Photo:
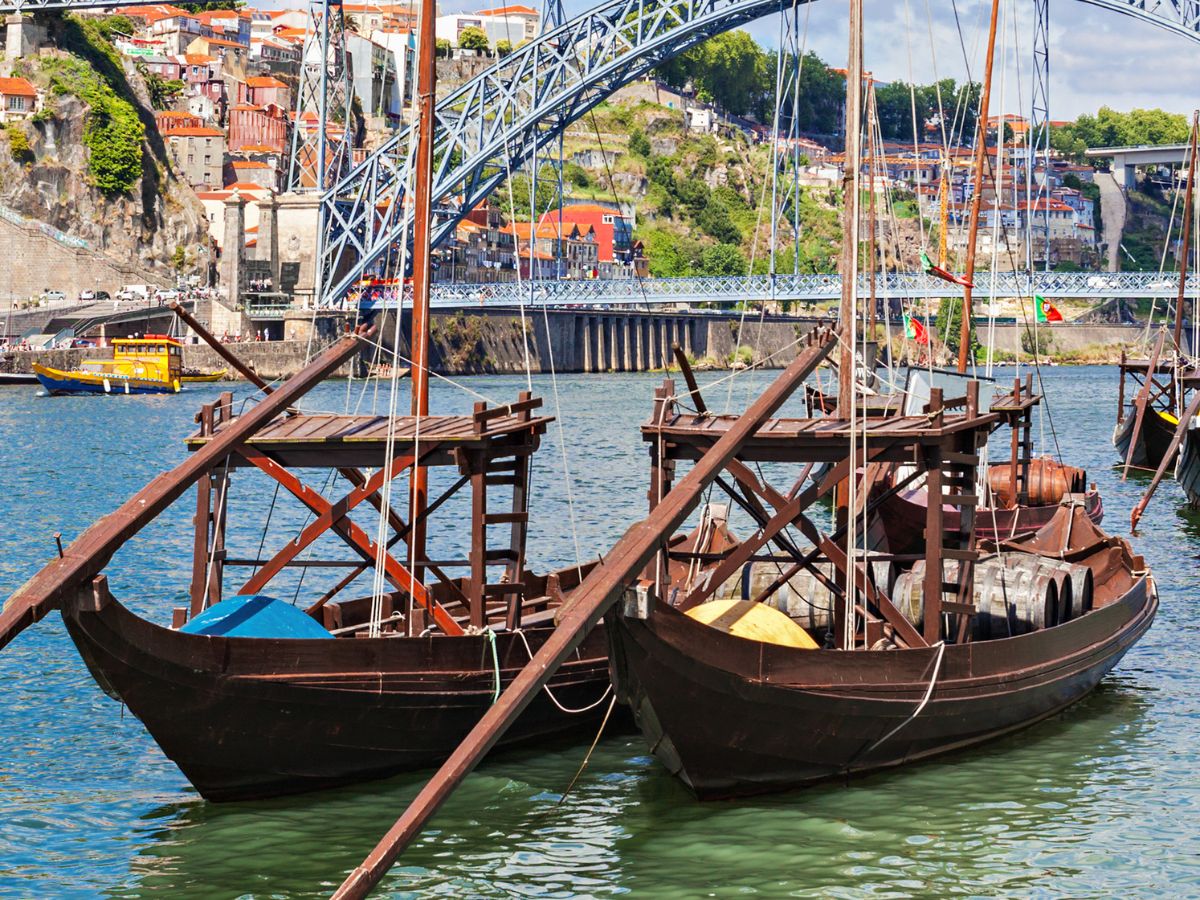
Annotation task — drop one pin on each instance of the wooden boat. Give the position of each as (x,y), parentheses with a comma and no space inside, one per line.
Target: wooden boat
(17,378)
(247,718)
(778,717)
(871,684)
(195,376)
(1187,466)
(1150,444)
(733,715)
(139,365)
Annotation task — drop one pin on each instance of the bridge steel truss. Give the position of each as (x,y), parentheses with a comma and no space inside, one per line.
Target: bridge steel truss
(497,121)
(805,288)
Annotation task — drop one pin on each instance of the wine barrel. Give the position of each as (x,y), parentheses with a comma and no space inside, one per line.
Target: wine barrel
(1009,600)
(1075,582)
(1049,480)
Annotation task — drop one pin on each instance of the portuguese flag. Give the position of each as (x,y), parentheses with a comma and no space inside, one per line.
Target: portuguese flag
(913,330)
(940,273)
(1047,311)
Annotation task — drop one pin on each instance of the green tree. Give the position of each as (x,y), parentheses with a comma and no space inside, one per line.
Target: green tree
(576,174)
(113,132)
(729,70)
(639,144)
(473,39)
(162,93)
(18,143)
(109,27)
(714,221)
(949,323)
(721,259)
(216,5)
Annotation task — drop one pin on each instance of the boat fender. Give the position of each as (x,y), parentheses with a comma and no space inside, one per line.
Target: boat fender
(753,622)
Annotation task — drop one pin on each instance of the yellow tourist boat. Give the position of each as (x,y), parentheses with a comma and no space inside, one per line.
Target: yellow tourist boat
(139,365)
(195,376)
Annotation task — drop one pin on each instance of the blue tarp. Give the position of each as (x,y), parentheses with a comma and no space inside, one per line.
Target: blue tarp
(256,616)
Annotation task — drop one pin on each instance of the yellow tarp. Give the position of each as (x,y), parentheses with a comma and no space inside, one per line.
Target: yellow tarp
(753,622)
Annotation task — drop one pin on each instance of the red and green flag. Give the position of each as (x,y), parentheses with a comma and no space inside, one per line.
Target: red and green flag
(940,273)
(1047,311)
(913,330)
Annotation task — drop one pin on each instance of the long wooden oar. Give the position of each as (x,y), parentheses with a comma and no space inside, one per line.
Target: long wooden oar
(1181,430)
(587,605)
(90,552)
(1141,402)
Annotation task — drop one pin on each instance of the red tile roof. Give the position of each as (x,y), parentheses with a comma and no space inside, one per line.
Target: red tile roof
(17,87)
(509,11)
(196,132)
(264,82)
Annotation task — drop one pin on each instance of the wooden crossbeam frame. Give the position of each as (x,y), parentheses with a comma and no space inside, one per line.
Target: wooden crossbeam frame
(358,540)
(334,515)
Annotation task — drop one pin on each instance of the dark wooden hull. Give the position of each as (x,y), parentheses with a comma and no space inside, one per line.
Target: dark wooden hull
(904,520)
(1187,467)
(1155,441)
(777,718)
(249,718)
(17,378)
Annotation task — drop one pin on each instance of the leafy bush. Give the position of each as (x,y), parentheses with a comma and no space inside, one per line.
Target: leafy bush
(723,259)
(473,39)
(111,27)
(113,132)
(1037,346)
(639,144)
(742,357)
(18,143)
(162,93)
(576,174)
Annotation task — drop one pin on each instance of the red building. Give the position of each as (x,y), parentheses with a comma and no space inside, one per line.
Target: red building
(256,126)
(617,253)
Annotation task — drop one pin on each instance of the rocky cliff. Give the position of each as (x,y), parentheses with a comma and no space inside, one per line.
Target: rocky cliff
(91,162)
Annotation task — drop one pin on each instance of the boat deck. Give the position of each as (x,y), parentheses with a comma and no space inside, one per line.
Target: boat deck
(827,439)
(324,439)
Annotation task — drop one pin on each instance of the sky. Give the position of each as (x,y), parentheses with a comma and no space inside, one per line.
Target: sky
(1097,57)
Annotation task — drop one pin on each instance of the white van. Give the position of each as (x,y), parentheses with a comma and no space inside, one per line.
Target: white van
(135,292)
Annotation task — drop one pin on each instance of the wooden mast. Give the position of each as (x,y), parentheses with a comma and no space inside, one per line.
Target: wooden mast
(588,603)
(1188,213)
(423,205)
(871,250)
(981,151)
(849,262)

■ ■ ■ ■ ■ ■ ■

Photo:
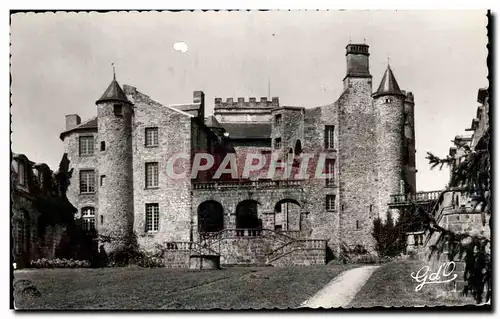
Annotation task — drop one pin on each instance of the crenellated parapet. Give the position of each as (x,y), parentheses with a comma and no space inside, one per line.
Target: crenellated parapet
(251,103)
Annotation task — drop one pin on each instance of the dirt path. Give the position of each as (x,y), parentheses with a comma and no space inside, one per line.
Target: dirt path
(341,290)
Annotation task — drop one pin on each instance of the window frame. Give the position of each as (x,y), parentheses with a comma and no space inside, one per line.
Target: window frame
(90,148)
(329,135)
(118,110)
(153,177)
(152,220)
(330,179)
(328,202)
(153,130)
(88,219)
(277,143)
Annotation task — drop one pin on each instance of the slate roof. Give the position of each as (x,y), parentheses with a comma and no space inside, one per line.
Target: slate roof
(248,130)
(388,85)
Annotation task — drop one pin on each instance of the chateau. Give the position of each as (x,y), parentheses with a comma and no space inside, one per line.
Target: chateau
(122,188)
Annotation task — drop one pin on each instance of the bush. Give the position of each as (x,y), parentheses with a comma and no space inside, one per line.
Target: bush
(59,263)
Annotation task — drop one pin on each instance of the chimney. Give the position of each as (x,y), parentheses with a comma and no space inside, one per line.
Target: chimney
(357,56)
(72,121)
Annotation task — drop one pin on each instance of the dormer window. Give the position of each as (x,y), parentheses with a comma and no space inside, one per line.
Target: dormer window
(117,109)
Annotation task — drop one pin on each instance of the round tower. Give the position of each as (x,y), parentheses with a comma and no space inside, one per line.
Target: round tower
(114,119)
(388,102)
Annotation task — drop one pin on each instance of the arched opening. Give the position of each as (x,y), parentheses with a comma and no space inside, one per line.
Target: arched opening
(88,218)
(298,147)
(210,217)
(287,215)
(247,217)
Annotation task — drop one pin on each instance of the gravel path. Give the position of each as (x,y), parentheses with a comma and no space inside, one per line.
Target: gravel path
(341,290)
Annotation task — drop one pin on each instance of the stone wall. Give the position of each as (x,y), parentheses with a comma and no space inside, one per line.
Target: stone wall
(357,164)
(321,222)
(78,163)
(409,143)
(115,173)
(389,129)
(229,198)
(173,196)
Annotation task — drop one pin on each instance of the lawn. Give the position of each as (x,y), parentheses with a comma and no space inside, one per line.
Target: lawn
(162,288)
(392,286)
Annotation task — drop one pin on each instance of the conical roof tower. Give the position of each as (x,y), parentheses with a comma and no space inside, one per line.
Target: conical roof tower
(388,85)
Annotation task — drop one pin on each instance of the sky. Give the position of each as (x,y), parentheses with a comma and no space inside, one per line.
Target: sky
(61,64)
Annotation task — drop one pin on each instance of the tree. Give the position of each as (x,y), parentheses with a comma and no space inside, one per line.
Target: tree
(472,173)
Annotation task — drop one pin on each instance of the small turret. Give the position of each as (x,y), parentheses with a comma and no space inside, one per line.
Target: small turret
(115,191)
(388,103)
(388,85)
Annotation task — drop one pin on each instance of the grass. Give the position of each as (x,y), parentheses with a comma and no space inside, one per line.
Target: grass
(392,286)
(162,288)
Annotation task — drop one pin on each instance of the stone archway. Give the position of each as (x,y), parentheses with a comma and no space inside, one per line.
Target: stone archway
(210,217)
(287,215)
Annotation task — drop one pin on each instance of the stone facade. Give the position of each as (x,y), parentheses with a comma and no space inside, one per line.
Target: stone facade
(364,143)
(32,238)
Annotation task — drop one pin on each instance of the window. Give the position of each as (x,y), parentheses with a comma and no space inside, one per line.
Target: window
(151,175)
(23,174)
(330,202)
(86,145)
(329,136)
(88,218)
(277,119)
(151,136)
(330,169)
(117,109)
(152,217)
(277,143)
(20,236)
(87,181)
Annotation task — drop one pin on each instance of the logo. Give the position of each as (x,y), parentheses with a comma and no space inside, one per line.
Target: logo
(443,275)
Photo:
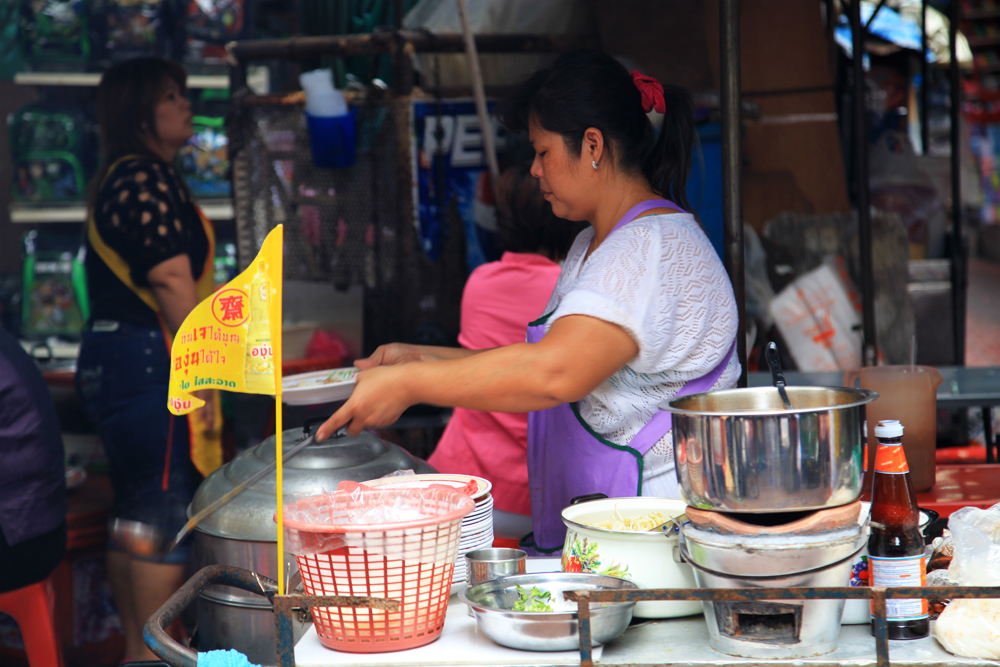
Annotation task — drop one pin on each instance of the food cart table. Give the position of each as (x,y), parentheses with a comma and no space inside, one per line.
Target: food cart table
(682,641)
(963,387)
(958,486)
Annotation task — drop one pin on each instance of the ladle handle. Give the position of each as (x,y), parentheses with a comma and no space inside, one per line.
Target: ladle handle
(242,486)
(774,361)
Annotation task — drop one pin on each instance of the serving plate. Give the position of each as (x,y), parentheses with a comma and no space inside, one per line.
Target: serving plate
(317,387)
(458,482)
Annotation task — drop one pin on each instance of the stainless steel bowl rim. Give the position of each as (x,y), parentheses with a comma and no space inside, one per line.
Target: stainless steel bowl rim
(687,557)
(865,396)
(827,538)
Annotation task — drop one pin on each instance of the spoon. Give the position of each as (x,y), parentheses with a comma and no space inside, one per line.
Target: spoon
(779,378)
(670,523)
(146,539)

■ ■ ■ ■ ■ ■ ■

#### WHAT YOU SHOULD DO:
Your answer should consist of the lines from the line with "Target: stone wall" to the line with "of the lawn." above, repeated exactly, both ends included.

#### PROBLEM SOLUTION:
Target: stone wall
(357,164)
(321,222)
(78,163)
(409,143)
(115,173)
(389,129)
(229,198)
(173,196)
Annotation task — drop one pin on each instance of the lawn. Give the position of each as (x,y), parentheses with a comma and no space inside, one per line.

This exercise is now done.